MATERIAL FOR THIS EXERCISE -
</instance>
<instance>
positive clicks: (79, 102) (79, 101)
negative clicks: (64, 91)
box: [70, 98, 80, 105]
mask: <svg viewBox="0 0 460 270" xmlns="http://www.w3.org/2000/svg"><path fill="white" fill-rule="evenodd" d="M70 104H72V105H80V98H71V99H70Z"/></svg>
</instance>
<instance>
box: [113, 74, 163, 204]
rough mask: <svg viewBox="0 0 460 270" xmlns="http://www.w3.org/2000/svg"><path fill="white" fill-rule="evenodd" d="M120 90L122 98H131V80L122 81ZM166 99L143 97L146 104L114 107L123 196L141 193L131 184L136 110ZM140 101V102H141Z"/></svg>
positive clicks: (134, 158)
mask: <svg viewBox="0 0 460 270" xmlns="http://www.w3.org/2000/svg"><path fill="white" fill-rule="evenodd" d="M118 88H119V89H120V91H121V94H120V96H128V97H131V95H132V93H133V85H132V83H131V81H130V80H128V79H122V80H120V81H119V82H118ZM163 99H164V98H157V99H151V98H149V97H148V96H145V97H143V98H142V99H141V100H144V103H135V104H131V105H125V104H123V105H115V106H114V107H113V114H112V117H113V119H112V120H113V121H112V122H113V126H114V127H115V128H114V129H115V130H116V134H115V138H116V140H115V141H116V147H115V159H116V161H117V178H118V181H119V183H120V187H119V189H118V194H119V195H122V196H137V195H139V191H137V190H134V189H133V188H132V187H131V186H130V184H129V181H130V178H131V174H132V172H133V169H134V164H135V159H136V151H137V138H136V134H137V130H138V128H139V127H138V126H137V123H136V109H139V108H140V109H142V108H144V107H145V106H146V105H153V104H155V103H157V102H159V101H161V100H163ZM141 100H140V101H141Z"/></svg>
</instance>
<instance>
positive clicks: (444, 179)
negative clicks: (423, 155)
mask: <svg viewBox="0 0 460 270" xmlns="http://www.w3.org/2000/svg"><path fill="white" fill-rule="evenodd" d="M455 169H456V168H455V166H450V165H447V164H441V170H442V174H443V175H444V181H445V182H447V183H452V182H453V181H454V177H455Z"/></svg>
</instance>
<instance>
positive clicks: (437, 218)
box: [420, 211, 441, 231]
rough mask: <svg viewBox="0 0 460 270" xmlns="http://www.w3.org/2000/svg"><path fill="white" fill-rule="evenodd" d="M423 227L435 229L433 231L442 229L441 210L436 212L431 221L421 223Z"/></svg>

EXERCISE DETAILS - Find each line of the data above that holds the word "rough", then copy it.

EXERCISE RESPONSE -
rough mask: <svg viewBox="0 0 460 270" xmlns="http://www.w3.org/2000/svg"><path fill="white" fill-rule="evenodd" d="M120 90L122 98H131V80L122 81ZM166 99L143 97L146 104L114 107L123 196L141 193L131 184L136 110ZM140 101V102H141Z"/></svg>
rough mask: <svg viewBox="0 0 460 270" xmlns="http://www.w3.org/2000/svg"><path fill="white" fill-rule="evenodd" d="M423 227L435 229L433 231L442 229L441 210L436 212L431 221L421 223Z"/></svg>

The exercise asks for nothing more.